**DIRECTIONS FOR THIS TASK:** Copy the data verbatim from its first line through the line containing "Outline every instance of the player's", including both of those lines.

**Data excerpted from a collection:**
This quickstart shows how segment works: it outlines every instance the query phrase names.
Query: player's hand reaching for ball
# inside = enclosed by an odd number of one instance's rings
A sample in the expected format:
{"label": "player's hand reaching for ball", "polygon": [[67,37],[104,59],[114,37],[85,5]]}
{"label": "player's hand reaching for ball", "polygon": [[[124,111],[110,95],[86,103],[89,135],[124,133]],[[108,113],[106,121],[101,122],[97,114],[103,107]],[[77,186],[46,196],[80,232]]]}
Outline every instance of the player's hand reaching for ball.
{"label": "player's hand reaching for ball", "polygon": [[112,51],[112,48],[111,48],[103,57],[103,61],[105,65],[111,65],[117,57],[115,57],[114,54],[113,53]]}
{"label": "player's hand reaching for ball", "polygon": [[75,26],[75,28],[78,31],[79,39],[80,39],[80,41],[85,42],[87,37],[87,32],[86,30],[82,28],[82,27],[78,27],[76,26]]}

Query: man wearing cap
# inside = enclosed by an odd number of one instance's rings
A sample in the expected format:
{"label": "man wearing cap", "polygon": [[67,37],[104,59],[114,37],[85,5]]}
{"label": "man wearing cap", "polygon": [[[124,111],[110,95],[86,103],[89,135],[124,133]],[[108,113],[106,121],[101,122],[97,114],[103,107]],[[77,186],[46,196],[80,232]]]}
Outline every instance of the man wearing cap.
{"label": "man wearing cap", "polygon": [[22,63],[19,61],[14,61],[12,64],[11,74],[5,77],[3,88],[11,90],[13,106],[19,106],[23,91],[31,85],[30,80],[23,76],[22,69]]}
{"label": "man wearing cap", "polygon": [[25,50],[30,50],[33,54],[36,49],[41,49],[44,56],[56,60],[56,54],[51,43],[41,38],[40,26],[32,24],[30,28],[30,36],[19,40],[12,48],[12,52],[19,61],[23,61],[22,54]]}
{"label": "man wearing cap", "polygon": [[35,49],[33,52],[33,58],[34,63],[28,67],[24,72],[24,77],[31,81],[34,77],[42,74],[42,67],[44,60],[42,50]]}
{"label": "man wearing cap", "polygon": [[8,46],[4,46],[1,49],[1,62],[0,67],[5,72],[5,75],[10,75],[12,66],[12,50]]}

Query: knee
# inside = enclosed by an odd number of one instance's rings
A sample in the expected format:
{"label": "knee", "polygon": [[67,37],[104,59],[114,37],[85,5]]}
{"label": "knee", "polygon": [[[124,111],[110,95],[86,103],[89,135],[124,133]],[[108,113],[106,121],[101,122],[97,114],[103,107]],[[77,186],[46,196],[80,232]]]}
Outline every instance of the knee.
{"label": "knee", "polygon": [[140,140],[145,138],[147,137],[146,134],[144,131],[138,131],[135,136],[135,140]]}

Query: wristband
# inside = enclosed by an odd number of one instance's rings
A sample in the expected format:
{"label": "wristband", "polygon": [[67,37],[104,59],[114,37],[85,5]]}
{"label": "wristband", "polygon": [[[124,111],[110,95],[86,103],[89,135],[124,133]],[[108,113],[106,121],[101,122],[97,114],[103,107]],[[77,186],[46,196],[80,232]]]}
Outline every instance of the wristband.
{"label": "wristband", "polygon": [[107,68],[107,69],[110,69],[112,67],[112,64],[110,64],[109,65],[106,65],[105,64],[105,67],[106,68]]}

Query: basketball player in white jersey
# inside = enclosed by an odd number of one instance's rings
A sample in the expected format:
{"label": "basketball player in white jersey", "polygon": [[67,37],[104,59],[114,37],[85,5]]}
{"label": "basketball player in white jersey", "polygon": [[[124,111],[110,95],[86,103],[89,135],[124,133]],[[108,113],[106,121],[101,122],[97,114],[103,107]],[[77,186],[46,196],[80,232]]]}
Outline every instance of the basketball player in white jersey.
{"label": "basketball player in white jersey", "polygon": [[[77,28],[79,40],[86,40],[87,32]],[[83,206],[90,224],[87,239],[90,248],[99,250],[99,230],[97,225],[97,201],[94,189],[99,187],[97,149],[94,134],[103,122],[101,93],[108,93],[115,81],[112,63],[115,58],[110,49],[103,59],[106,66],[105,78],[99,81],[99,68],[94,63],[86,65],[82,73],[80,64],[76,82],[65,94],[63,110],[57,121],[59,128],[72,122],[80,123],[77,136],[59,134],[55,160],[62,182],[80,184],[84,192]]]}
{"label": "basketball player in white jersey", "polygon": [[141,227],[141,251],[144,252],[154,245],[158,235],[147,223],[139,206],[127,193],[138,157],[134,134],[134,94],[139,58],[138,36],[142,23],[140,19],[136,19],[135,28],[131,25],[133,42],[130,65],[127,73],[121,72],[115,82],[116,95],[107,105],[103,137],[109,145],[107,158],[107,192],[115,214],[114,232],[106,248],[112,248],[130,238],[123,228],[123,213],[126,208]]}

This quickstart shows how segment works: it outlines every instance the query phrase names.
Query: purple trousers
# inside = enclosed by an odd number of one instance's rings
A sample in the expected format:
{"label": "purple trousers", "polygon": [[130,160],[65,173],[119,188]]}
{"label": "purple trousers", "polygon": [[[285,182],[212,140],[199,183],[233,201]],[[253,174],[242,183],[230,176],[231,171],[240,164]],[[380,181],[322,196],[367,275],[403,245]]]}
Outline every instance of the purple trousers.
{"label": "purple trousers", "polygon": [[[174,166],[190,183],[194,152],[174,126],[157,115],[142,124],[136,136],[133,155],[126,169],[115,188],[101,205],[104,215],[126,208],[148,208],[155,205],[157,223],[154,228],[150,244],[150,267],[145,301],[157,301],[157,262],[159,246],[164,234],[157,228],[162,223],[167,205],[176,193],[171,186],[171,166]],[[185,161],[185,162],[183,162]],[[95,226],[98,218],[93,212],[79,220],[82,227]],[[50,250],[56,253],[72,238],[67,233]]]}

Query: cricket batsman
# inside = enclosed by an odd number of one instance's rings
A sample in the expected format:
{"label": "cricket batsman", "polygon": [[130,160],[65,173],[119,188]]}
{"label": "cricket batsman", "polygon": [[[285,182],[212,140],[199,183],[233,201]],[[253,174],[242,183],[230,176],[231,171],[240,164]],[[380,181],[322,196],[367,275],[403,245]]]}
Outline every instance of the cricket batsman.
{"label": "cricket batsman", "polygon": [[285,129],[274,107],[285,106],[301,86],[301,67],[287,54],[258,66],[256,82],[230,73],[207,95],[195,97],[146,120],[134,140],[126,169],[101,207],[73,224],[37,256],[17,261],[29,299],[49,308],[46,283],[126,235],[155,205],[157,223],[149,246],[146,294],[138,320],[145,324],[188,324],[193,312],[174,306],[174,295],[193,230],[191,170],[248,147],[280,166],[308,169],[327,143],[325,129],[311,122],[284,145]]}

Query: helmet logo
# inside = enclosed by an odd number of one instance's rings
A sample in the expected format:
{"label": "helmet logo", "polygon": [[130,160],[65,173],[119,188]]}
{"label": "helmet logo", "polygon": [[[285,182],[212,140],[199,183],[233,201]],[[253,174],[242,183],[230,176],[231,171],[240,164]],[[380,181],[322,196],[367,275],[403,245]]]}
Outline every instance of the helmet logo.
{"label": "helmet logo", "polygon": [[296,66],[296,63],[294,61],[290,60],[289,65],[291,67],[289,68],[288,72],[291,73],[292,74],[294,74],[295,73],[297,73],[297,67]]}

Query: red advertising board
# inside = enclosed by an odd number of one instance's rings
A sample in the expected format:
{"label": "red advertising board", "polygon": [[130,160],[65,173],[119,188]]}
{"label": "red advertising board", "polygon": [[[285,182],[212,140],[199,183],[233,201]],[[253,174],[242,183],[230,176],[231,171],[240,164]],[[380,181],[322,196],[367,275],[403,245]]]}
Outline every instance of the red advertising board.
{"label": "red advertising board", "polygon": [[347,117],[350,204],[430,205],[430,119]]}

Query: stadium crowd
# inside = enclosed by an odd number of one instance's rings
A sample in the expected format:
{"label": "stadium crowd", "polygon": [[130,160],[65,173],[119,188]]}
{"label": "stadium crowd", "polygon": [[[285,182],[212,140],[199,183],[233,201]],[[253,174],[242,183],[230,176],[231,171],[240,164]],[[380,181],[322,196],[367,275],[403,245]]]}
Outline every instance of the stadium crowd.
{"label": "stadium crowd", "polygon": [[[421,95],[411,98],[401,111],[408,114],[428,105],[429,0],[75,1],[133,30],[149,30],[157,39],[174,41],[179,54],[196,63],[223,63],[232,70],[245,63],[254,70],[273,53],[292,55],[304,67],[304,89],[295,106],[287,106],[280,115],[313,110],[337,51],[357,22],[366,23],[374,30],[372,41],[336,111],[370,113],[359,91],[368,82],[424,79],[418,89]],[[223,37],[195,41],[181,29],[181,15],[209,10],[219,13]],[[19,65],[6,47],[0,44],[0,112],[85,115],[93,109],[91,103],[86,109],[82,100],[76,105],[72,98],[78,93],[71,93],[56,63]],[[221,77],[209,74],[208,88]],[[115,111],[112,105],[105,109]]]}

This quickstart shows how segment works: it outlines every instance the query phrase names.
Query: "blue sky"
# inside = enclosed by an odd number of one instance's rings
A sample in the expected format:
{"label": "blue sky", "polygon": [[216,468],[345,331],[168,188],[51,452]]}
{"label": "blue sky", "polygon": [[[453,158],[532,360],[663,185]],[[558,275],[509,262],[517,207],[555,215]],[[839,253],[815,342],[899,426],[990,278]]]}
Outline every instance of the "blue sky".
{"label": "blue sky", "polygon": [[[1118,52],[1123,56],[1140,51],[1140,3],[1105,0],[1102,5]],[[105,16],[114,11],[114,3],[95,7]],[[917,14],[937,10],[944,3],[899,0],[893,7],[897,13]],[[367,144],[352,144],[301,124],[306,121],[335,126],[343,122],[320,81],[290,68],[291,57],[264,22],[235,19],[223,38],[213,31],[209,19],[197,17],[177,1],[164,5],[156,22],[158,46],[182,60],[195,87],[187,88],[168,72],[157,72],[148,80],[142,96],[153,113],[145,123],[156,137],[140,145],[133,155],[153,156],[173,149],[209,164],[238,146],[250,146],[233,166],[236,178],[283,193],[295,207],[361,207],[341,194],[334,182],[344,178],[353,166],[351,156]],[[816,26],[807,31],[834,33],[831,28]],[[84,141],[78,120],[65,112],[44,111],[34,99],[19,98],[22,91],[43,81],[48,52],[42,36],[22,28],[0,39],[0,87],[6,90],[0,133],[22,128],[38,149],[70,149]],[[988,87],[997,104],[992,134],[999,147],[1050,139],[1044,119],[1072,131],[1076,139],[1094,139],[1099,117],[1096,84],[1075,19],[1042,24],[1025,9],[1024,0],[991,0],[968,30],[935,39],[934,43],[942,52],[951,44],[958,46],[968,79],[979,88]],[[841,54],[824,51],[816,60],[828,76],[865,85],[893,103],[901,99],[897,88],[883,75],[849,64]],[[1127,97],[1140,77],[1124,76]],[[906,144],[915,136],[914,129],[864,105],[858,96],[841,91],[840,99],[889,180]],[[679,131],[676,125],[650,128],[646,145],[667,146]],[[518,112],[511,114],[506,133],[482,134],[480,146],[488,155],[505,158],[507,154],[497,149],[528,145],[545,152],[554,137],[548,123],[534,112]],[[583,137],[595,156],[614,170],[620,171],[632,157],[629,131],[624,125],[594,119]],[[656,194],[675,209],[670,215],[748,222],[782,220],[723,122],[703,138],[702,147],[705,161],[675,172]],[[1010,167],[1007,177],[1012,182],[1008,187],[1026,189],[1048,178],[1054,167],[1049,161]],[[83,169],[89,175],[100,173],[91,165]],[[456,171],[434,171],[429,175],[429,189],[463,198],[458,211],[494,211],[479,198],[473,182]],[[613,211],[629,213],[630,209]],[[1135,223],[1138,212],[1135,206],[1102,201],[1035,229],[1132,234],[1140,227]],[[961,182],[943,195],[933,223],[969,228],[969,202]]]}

**SOLUTION TO THE PROBLEM:**
This quickstart shows how segment works: it outlines every instance the query phrase names.
Query: player's hand reaching for ball
# inside = enclosed by an odd number of one instance's rings
A sample in the expected format:
{"label": "player's hand reaching for ball", "polygon": [[67,37],[104,59],[114,37],[85,5]]}
{"label": "player's hand reaching for ball", "polygon": [[[124,111],[110,95],[86,103],[89,135],[124,133]],[[108,113],[106,121],[101,122],[97,114],[103,107]],[[77,186],[46,196],[80,232]]]}
Outline every instance of the player's hand reaching for ball.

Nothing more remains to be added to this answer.